Exercise goal » Reproduce the following data exactly, minus any images.

(Data for this exercise begins)

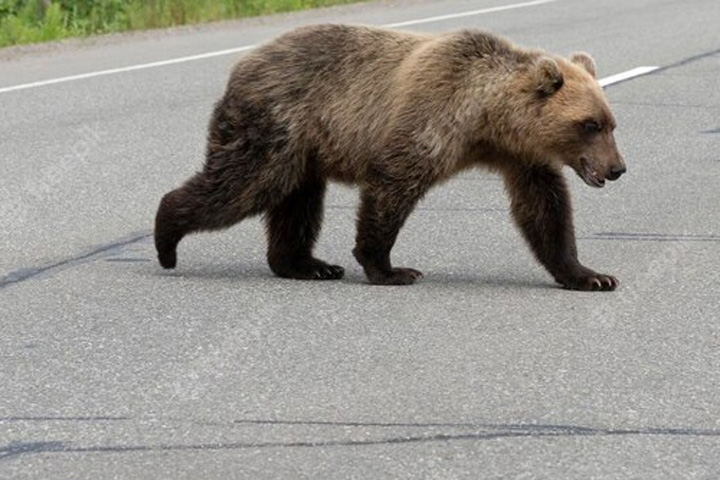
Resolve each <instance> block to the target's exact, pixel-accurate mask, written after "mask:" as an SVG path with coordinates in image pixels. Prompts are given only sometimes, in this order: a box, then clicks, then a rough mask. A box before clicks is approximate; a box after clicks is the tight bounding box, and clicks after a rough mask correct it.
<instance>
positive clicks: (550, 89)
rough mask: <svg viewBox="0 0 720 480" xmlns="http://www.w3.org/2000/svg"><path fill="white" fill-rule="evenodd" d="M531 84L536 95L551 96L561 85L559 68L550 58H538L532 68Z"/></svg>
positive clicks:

(Data for this exercise ends)

Solution for this problem »
Resolve each <instance> block to the target's exact, pixel-accurate mask, written after "mask:" as an SVG path with coordinates in image pixels. Prompts are given only sometimes, in this order: a box, then clicks, then a rough mask. A box before clicks is approximate; a box after clicks is the tight bounding box, and clicks after a rough mask correct it.
<instance>
positive clicks: (550, 89)
rough mask: <svg viewBox="0 0 720 480" xmlns="http://www.w3.org/2000/svg"><path fill="white" fill-rule="evenodd" d="M531 84L536 95L551 96L561 85L559 68L550 58H538L532 68Z"/></svg>
positive clicks:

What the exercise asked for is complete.